(Beginning of Data for this exercise)
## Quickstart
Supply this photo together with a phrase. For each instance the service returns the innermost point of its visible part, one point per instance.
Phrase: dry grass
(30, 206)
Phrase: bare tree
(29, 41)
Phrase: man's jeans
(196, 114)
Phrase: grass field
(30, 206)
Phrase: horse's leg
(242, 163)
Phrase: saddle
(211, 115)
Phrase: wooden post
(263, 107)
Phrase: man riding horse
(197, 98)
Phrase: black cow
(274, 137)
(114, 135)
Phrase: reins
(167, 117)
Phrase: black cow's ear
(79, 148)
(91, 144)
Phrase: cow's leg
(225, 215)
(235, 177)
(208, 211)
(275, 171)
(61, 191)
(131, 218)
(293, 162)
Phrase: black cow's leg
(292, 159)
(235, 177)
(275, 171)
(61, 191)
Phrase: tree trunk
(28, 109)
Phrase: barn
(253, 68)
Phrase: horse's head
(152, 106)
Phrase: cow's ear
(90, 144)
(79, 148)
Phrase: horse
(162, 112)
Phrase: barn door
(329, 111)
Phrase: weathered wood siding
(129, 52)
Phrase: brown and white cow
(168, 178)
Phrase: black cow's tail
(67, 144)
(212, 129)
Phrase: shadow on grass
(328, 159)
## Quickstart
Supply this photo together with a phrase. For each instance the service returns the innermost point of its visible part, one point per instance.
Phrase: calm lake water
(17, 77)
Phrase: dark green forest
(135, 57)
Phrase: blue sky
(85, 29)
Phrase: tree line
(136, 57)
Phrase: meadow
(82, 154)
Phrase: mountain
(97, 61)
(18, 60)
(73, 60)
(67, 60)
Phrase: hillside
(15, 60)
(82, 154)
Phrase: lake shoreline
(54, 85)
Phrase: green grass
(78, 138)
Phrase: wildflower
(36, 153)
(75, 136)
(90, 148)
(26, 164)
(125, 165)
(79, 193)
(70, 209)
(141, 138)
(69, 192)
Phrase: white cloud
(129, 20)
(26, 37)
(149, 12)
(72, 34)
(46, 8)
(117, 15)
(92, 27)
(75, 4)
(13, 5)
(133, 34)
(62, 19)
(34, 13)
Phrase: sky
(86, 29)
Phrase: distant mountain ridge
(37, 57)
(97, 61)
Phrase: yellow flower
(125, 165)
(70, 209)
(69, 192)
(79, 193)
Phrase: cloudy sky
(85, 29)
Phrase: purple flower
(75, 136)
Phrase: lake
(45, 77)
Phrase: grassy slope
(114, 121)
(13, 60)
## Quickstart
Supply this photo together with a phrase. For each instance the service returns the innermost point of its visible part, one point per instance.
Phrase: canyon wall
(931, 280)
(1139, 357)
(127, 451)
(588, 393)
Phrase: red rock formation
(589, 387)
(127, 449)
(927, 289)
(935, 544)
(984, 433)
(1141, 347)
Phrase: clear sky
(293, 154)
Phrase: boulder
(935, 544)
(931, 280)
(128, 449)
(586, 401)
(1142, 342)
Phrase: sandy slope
(End of Data for this exercise)
What this task involves:
After finding the line that contains "Phrase: barn door" in the records above, copy that line and each one after it exactly, through the final line.

Solution for this exercise:
Phrase: barn door
(329, 111)
Phrase: weathered wood siding
(129, 52)
Phrase: brown and white cow
(168, 178)
Phrase: black cow's tail
(67, 144)
(212, 129)
Phrase: shadow on grass
(328, 159)
## Quickstart
Supply this photo together with a phrase. For each instance the service returns the innermost point of its visible part, one point per instance.
Phrase: calm lake water
(17, 77)
Phrase: dark green forest
(135, 57)
Phrase: blue sky
(85, 29)
Phrase: tree line
(136, 57)
Phrase: meadow
(82, 154)
Phrase: mountain
(97, 61)
(18, 60)
(73, 60)
(67, 60)
Phrase: hillside
(15, 60)
(82, 154)
Phrase: lake shoreline
(54, 85)
Phrase: green grass
(78, 138)
Phrase: wildflower
(36, 153)
(75, 136)
(90, 148)
(26, 164)
(125, 165)
(79, 193)
(70, 209)
(141, 138)
(69, 192)
Phrase: white cloud
(129, 20)
(26, 37)
(149, 12)
(72, 34)
(46, 8)
(117, 15)
(92, 27)
(75, 4)
(13, 5)
(133, 34)
(62, 19)
(34, 13)
Phrase: sky
(86, 29)
Phrase: distant mountain ridge
(37, 57)
(97, 61)
Phrase: yellow flower
(125, 165)
(70, 209)
(69, 192)
(79, 193)
Phrase: cloudy sky
(85, 29)
Phrase: purple flower
(75, 136)
Phrase: lake
(45, 77)
Phrase: grassy slope
(114, 121)
(13, 60)
## Quickstart
Supply this photo together with a phrase. For each instance the service returns the innermost point of its visible part, one point per instance.
Phrase: canyon wall
(931, 280)
(1139, 357)
(127, 451)
(588, 393)
Phrase: red rock formation
(589, 387)
(127, 449)
(927, 289)
(935, 544)
(984, 433)
(1141, 347)
Phrase: clear sky
(293, 154)
Phrase: boulder
(935, 544)
(931, 280)
(128, 449)
(586, 401)
(1142, 342)
Phrase: sandy slope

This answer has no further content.